=== EXTRACTED MATERIAL ===

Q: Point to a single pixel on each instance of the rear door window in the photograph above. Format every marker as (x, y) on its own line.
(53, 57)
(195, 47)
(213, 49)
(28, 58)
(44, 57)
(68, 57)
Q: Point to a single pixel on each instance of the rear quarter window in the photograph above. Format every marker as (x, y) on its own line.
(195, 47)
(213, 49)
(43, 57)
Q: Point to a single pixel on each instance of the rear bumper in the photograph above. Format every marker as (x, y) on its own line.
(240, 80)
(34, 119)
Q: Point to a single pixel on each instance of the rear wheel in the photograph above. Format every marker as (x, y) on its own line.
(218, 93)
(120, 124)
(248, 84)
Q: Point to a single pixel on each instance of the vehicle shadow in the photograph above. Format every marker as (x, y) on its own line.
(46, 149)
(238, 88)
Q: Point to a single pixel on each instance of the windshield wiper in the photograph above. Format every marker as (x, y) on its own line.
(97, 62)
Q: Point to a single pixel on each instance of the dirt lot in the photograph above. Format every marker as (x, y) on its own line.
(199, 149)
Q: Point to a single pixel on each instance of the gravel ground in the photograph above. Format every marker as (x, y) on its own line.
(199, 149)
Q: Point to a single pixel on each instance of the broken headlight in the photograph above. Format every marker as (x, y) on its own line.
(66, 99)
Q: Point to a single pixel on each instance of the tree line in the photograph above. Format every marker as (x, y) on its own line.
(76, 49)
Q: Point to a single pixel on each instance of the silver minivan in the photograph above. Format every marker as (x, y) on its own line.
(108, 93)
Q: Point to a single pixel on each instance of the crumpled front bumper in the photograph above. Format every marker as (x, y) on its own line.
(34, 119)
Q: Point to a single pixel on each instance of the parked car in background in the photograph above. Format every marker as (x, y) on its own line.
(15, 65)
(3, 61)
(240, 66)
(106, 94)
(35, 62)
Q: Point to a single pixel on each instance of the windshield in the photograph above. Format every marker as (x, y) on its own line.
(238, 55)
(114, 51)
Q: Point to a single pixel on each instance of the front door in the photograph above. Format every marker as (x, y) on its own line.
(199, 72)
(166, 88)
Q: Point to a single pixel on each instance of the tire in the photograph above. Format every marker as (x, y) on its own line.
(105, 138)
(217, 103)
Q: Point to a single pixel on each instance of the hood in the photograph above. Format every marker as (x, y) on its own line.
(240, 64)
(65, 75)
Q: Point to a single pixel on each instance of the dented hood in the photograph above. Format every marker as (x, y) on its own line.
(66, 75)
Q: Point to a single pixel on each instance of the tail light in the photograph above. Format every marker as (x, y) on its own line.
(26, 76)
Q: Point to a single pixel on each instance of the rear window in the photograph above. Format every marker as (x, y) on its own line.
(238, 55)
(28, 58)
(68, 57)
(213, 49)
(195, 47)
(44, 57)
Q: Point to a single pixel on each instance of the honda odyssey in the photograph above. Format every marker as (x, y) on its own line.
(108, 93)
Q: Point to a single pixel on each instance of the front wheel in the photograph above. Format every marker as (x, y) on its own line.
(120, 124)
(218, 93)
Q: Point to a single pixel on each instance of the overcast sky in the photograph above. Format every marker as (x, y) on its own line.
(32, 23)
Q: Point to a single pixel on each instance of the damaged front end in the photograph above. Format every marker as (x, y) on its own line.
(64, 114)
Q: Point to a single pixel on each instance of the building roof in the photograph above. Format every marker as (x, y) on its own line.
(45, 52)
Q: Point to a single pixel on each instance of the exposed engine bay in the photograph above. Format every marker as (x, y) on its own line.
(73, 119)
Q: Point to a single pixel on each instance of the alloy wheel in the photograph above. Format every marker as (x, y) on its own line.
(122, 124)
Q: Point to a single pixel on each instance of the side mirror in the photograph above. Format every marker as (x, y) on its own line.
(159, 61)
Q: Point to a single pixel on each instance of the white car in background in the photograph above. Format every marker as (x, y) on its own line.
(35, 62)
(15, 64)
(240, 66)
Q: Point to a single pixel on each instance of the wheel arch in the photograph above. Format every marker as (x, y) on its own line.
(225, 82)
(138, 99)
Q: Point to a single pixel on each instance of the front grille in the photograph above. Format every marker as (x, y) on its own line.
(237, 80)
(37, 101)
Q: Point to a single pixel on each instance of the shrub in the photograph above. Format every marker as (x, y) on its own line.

===

REQUEST: Take the lines above from the one holding "of the white" to the last and output them exactly.

FINISHED EXERCISE:
Q: Point to a single pixel on each instance of the white car in background in the photograph above. Format every marker as (x, y) on its own line.
(35, 62)
(15, 64)
(240, 66)
Q: Point to a single pixel on each instance of the wheel arch in the photograph above. Format every marker as (x, y) on its own line.
(225, 82)
(138, 99)
Q: Point to a single pixel on each instance of the front grille in the photograph above. Format every marker as (x, y) on its own line.
(237, 80)
(37, 101)
Q: Point to a single pixel on each instance of the shrub in the photograph above. Format every marker as (x, y) on its own line.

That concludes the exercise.